Copy out each line below that has the word "target" in it.

--- Material shown ---

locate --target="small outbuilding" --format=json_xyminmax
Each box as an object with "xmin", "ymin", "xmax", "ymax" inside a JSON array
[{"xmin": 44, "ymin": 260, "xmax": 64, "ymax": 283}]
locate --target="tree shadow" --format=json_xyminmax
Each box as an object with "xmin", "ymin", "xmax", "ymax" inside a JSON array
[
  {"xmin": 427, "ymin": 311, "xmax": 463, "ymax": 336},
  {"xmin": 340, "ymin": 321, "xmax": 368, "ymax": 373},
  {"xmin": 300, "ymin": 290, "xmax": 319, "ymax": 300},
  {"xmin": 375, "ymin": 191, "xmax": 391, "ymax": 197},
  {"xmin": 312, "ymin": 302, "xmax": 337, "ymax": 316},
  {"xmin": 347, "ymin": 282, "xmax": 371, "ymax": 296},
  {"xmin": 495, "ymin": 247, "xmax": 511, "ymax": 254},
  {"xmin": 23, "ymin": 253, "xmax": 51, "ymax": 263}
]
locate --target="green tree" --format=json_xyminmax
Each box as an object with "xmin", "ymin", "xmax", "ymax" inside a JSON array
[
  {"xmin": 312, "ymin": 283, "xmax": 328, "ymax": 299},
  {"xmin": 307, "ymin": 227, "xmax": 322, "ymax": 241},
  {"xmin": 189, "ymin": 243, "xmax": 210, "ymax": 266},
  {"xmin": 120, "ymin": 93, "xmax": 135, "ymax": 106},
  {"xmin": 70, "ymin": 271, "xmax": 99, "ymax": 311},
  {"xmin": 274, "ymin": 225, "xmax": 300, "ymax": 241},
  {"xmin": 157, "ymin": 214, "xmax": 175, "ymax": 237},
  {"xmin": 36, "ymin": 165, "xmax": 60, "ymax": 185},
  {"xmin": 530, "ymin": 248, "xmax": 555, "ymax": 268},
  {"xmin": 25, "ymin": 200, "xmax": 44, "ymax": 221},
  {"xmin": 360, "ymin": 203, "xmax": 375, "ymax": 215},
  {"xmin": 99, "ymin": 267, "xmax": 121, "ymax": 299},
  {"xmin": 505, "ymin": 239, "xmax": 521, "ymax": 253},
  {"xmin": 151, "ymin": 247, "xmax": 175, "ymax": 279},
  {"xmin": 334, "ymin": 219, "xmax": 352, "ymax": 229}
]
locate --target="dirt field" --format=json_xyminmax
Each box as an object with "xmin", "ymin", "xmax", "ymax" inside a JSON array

---

_Output of the exercise_.
locate --target="small outbuilding" --format=json_xyminmax
locate --target="tree shadow" --format=json_xyminmax
locate --target="green tree" --format=json_xyminmax
locate --target="dirt field" --format=json_xyminmax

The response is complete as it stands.